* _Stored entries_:
*** Block opens ***

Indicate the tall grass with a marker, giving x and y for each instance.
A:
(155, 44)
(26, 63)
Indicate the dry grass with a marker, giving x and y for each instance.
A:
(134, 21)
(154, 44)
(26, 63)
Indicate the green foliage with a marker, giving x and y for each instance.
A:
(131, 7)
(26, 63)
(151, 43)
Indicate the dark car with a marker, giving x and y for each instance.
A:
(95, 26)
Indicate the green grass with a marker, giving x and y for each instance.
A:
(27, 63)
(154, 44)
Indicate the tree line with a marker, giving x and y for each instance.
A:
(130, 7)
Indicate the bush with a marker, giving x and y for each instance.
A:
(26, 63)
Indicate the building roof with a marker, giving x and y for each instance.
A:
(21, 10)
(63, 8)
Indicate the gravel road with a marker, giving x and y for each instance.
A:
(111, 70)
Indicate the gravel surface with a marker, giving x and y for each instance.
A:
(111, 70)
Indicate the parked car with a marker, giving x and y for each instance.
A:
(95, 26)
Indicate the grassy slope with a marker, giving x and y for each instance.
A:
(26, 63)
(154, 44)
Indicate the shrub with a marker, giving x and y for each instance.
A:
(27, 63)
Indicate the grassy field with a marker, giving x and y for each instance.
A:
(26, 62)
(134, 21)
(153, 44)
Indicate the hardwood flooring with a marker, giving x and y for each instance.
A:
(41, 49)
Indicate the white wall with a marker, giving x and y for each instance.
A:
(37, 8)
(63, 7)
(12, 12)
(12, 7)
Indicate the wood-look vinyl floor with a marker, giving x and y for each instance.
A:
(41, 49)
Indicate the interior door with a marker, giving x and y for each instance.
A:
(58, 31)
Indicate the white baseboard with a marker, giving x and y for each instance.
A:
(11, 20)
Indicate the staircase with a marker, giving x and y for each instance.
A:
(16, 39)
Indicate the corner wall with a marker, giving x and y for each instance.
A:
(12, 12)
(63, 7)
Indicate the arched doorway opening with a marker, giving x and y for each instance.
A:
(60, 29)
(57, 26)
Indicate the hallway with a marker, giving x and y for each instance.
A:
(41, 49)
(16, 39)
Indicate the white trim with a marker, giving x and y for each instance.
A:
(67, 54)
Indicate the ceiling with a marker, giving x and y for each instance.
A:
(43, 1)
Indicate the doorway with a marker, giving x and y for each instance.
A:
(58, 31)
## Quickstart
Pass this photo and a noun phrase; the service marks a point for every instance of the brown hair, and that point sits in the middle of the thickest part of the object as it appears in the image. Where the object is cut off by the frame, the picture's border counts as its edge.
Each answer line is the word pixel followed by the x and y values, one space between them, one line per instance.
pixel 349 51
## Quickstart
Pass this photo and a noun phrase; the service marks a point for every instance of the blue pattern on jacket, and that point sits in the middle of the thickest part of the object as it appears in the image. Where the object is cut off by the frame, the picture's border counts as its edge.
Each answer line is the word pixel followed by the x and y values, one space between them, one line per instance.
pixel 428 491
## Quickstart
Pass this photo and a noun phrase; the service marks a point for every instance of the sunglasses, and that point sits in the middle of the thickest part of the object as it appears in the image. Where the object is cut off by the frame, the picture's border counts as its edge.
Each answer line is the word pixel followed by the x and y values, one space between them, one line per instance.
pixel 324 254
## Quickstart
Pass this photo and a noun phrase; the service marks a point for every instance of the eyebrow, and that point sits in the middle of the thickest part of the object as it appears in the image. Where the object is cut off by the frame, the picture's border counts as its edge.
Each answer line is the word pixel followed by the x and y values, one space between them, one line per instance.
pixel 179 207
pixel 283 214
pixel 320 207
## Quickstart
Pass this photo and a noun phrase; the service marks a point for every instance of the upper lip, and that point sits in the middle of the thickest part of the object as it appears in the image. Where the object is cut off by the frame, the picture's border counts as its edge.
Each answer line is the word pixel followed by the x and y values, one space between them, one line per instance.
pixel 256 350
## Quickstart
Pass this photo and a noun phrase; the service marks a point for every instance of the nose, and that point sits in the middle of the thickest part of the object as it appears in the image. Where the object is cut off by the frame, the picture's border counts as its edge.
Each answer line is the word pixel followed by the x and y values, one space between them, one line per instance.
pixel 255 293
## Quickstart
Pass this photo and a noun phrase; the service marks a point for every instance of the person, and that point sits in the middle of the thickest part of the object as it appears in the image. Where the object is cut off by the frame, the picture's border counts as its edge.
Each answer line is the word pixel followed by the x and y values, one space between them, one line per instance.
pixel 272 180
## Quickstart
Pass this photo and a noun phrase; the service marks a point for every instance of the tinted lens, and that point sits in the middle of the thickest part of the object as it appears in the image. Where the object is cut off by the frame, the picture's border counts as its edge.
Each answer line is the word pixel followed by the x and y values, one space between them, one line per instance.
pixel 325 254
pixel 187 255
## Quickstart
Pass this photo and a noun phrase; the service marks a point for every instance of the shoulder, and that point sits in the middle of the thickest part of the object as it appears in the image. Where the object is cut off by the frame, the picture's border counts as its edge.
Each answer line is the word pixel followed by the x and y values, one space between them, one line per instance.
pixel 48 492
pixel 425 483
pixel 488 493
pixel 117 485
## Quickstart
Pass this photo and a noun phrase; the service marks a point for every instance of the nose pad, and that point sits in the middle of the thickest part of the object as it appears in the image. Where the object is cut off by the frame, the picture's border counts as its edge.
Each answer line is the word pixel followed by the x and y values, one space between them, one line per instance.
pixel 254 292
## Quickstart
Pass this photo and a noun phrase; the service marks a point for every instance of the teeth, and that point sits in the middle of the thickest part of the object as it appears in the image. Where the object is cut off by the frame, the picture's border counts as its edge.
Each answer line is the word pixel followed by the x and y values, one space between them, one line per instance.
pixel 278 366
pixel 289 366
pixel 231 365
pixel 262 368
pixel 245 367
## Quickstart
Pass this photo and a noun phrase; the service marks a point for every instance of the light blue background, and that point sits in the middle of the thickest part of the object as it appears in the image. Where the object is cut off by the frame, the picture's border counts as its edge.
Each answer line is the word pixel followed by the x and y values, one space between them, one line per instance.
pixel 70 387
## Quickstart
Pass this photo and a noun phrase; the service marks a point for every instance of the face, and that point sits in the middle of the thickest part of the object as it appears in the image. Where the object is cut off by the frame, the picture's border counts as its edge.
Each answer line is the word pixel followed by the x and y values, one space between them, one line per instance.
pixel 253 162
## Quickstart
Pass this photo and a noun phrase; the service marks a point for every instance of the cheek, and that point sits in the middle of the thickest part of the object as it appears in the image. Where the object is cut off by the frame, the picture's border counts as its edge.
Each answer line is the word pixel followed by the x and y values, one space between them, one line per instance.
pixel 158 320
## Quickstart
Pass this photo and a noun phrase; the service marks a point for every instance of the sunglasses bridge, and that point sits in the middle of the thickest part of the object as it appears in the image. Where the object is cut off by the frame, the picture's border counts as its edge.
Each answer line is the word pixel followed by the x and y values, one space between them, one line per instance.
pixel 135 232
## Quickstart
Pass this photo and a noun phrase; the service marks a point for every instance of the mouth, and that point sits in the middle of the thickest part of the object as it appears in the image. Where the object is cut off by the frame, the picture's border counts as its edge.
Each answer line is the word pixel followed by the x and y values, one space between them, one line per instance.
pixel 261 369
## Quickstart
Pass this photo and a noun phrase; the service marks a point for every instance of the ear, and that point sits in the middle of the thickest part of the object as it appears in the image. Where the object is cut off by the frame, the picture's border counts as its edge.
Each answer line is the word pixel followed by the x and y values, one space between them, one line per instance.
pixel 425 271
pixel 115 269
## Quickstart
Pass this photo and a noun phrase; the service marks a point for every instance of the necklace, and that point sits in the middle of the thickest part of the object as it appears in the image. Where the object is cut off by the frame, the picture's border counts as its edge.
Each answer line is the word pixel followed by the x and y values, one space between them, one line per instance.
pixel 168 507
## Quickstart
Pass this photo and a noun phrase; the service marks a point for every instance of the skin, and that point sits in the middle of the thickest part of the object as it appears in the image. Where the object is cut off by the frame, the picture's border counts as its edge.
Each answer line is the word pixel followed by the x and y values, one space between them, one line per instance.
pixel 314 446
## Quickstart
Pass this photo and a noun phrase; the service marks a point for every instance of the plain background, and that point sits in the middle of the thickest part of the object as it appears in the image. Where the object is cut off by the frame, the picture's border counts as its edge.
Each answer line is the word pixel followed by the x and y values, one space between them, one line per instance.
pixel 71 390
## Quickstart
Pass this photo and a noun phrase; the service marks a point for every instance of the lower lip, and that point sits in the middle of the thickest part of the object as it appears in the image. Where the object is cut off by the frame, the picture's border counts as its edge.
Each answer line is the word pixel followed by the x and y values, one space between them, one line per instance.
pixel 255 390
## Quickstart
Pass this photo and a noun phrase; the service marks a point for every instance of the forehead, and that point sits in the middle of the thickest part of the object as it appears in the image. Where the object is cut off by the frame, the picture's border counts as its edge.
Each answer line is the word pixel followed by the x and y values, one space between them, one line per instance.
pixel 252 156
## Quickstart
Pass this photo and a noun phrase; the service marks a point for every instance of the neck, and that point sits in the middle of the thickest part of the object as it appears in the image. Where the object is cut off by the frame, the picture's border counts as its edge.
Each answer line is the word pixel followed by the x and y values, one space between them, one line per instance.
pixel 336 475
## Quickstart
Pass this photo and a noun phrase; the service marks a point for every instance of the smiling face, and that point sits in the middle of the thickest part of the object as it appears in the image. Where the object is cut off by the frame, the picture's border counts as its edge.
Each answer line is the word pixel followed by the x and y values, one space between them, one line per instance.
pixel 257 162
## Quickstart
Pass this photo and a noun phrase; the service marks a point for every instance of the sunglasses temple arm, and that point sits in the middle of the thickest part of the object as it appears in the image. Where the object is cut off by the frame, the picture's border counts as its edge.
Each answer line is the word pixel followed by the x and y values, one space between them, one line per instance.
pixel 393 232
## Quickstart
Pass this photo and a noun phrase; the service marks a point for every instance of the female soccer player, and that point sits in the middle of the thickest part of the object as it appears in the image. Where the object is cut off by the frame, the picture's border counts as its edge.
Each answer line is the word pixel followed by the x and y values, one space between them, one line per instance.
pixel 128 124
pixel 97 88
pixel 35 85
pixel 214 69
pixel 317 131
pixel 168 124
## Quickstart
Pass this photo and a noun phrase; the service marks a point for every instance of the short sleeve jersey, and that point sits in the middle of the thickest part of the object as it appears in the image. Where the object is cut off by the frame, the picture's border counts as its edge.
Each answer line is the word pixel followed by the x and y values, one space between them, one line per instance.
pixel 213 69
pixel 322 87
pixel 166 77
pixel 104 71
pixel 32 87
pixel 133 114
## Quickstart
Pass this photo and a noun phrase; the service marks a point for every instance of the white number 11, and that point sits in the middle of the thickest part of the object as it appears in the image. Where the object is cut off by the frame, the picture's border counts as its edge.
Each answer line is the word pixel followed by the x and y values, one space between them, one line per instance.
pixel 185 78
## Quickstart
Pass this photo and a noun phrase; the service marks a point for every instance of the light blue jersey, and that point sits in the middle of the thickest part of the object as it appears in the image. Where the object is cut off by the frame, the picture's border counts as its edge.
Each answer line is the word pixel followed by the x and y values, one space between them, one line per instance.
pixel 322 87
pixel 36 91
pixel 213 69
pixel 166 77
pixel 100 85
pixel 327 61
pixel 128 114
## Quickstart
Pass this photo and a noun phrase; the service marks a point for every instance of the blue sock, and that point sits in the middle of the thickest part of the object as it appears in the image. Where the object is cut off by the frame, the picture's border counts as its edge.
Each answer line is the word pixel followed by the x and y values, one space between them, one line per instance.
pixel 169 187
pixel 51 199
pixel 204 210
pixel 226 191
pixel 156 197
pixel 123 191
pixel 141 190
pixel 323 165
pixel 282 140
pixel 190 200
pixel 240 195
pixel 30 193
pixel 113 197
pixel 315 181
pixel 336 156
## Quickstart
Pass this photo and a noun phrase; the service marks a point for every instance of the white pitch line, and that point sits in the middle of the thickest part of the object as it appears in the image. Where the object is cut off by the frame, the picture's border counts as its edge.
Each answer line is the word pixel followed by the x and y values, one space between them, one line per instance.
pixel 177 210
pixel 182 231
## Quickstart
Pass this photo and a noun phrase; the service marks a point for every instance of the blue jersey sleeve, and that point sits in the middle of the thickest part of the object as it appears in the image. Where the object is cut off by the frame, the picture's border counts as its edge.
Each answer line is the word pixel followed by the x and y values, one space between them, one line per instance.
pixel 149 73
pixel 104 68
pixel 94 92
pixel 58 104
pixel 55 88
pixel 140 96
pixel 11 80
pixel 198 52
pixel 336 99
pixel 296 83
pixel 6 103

*** Block closes ***

* _TO DO_: Copy the lines of the entries above that mention "green".

* _RESULT_:
Indicate the green foliage with a marker, giving x and y for each instance.
Indicate the green grass with a marker, giving x and y for each instance.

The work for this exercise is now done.